____ EXTRACT PROVIDED

(continuing a thread from D.learn)
Eiffel supports an 'old' construct in post-conditions. For example, an
Add method of a Bag class (generic collection container) might verify
that exactly one element was added to the collection, not zero and not
more than one:
Add(newItem : T) is
do
-- insert newItem into the Bag
ensure
exactly_one_added: count = old count + 1
end
D2 post-conditions do not provide 'old', and are less useful than they
could be for its lack.
(Note: D post-conditions appear to be applicable to bare statements, not
just functions. I don't see the point of statement post-conditions --
you can do the same thing with 'assert' -- so I focus here on function
post-conditions.)
It has been suggested that 'unittest' largely obviates the need for
'old'. I disagree with this view. A unit test verifies only the
conditions that it explicitly proposes. In contrast, a post-condition
will exercise "real-world data" in production-level runs during testing,
and is thus likely to trigger on conditions that the unit test never sees.
In the D.learn thread, Jonathan M Davis and Ali Çehreli comment
JMD> IIRC, old was rejected because it added extra complication for
little value.

________

REQUIRED TASKS:
1. Summarize the forum post on Eiffel's 'old' construct and D post-conditions in two sentences.
2. Decide whether each statement agrees with the forum post, answering yes or no and quoting the words that settle it:
(a) D2 post-conditions provide an 'old' construct.
(b) The writer sees no point in statement post-conditions.
(c) The writer agrees that 'unittest' largely obviates the need for 'old'.
3. In the forum post, what label does the post-condition in the Bag example's Add method carry?
The material placed after the forum post plays no part in this work.

____ DATA BLOCK

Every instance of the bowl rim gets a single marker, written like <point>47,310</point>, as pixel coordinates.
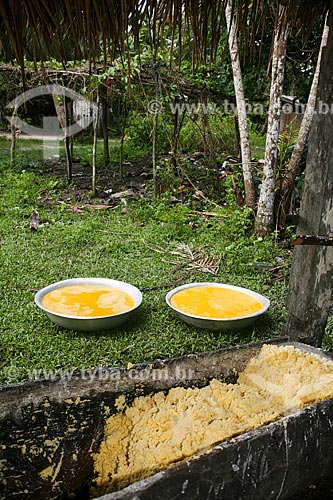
<point>264,300</point>
<point>102,281</point>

________

EXPECTED OUTPUTS:
1. Eiffel allows an 'old' construct in post-conditions, so an Add method of a Bag class can verify that exactly one element was added, but D2 post-conditions do not provide 'old' and are less useful for its lack. The writer disagrees that 'unittest' largely obviates the need for 'old', because a unit test verifies only the conditions it explicitly proposes, while a post-condition exercises real-world data in production-level runs.

2.
(a) No: "D2 post-conditions do not provide 'old'"
(b) Yes: "I don't see the point of statement post-conditions"
(c) No: "I disagree with this view."

3. exactly_one_added